[Opening Entries shown section]
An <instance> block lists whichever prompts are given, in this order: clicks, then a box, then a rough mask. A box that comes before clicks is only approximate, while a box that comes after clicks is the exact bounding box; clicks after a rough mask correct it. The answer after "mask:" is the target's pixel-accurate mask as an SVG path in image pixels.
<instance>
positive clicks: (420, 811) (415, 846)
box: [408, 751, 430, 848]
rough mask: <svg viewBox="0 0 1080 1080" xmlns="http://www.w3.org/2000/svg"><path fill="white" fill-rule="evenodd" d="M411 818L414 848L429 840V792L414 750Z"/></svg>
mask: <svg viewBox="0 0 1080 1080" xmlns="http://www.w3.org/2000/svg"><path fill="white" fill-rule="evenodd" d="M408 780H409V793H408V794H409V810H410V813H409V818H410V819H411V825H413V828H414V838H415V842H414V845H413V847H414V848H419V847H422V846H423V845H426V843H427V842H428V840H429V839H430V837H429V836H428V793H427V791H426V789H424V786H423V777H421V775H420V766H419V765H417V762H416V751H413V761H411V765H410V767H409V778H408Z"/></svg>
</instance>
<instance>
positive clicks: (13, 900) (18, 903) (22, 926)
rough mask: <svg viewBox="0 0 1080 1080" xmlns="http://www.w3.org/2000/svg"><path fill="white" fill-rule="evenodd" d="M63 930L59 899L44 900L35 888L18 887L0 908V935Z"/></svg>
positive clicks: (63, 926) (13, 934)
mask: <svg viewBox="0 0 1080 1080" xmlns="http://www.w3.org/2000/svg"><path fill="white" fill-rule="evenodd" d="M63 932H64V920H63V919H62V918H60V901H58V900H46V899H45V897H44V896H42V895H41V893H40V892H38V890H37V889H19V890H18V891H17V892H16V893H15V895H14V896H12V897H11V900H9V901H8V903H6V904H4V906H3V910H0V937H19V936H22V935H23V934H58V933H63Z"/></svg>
[Closing Entries shown section]
* What you should do: Rewrite the records above, replacing every "positive clicks" with "foreground clicks" and leaving everything else unchanged.

* Answer to this exercise:
An <instance> block lists whichever prompts are given, in this order: clicks, then a box, then a rough mask. A box that comes before clicks is only approximate, while a box that comes after clicks is the exact bounding box; clicks after a rough mask correct it. The answer after "mask:" is the target's pixel-accurate mask as an SVG path in image pixels.
<instance>
foreground clicks: (420, 811) (415, 846)
box: [408, 751, 430, 848]
rough mask: <svg viewBox="0 0 1080 1080" xmlns="http://www.w3.org/2000/svg"><path fill="white" fill-rule="evenodd" d="M411 818L414 848L429 840V792L414 750Z"/></svg>
mask: <svg viewBox="0 0 1080 1080" xmlns="http://www.w3.org/2000/svg"><path fill="white" fill-rule="evenodd" d="M408 780H409V793H408V794H409V810H410V813H409V818H410V819H411V825H413V828H414V838H415V842H414V845H413V847H414V848H419V847H422V846H423V845H426V843H427V842H428V840H429V839H430V837H429V836H428V793H427V791H426V789H424V786H423V777H421V775H420V766H419V765H417V762H416V751H413V761H411V765H410V767H409V778H408Z"/></svg>
</instance>
<instance>
foreground clicks: (13, 900) (18, 903) (22, 926)
rough mask: <svg viewBox="0 0 1080 1080" xmlns="http://www.w3.org/2000/svg"><path fill="white" fill-rule="evenodd" d="M63 930L59 899L44 900L35 888L18 887L0 908V935Z"/></svg>
foreground clicks: (63, 926) (13, 934)
mask: <svg viewBox="0 0 1080 1080" xmlns="http://www.w3.org/2000/svg"><path fill="white" fill-rule="evenodd" d="M63 932H64V920H63V919H62V918H60V901H58V900H46V899H45V897H44V896H42V895H41V893H40V892H38V890H37V889H19V890H18V891H17V892H16V893H15V895H14V896H12V897H11V900H9V901H8V903H6V904H4V906H3V910H0V937H19V936H22V935H23V934H58V933H63Z"/></svg>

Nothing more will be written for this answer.